Your task. Rename "vertices" to "corner points" everywhere it appears in the records below, and reproduce the records with nothing else altered.

Material.
· · · · ·
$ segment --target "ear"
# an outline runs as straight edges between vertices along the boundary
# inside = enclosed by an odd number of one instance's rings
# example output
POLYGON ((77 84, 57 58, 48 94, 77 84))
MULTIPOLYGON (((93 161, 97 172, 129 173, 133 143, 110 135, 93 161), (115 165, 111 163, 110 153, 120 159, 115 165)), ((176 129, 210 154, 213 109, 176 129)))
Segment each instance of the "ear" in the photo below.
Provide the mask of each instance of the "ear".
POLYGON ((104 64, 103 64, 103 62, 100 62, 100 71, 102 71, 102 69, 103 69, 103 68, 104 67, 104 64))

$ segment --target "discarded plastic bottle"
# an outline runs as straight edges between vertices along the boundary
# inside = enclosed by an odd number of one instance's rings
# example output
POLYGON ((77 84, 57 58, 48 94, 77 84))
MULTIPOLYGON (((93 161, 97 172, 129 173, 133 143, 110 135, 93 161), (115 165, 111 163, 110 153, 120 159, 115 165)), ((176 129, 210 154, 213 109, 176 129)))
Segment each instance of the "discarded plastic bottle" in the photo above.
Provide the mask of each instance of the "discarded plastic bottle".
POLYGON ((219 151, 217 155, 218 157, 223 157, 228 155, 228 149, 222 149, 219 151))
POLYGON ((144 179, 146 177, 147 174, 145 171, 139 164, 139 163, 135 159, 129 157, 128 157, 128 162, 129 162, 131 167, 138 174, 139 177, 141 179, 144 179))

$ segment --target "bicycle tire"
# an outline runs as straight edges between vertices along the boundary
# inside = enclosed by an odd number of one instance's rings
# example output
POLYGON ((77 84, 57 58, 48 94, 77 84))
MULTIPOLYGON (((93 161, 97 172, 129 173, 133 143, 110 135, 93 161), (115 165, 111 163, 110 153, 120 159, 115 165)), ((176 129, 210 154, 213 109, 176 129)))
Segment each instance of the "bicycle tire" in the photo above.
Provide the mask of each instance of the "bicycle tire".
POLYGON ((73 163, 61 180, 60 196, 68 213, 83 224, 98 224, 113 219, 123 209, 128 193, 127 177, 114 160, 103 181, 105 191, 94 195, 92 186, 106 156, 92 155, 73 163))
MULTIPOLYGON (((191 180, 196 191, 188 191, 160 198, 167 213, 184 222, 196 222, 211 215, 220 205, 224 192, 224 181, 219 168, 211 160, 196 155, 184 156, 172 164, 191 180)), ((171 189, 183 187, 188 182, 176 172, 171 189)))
· · · · ·
Right answer.
$ segment --target "ear"
# an outline runs as straight edges between corner points along the boundary
# inside = enclosed by an odd number of one instance's rings
# example output
POLYGON ((77 84, 57 58, 48 94, 77 84))
MULTIPOLYGON (((93 161, 97 172, 129 173, 133 143, 110 135, 93 161), (115 165, 111 163, 110 153, 120 159, 115 165)), ((176 129, 210 154, 213 109, 176 129)))
Segment each instance of the "ear" in the photo below.
Provide the mask of each instance of the "ear".
POLYGON ((104 64, 103 64, 103 62, 100 62, 100 71, 102 71, 102 69, 103 69, 103 68, 104 67, 104 64))

$ segment --target "discarded plastic bottle"
# an outline runs as straight edges between corner points along the boundary
# inside = enclosed by an odd number of one instance's rings
# example output
POLYGON ((77 84, 57 58, 48 94, 77 84))
MULTIPOLYGON (((93 161, 97 172, 129 173, 133 143, 110 135, 93 161), (115 165, 111 163, 110 153, 120 159, 115 165)), ((176 129, 210 154, 213 109, 176 129)))
Segment each instance of the "discarded plastic bottle" in the photo above.
Provide the mask of each instance of the "discarded plastic bottle".
POLYGON ((219 151, 217 155, 218 157, 223 157, 228 155, 228 149, 222 149, 219 151))
POLYGON ((144 179, 146 177, 147 174, 145 171, 139 164, 139 163, 135 159, 129 157, 128 157, 128 162, 129 162, 131 167, 138 174, 139 177, 141 179, 144 179))

$ segment --target "bicycle tire"
# an outline runs as straight edges between corner points along the boundary
# inside = enclosed by an odd number of one instance's rings
# example output
POLYGON ((77 84, 57 58, 48 94, 77 84))
MULTIPOLYGON (((93 161, 97 172, 129 173, 133 143, 110 135, 93 161), (115 165, 111 163, 110 153, 120 159, 115 165)), ((176 129, 210 154, 213 109, 176 129)))
Segment each instance of the "bicycle tire" in the photo above.
Provide the mask of each instance of the "bicycle tire".
POLYGON ((73 163, 61 180, 60 196, 68 213, 83 224, 98 224, 113 219, 123 209, 128 193, 127 177, 114 160, 103 181, 105 191, 94 195, 92 186, 106 156, 92 155, 73 163))
MULTIPOLYGON (((191 180, 196 191, 188 191, 160 198, 167 213, 184 222, 196 222, 211 215, 220 205, 224 192, 224 181, 219 168, 211 160, 196 155, 184 156, 172 164, 191 180)), ((171 189, 183 187, 188 182, 176 172, 171 189)))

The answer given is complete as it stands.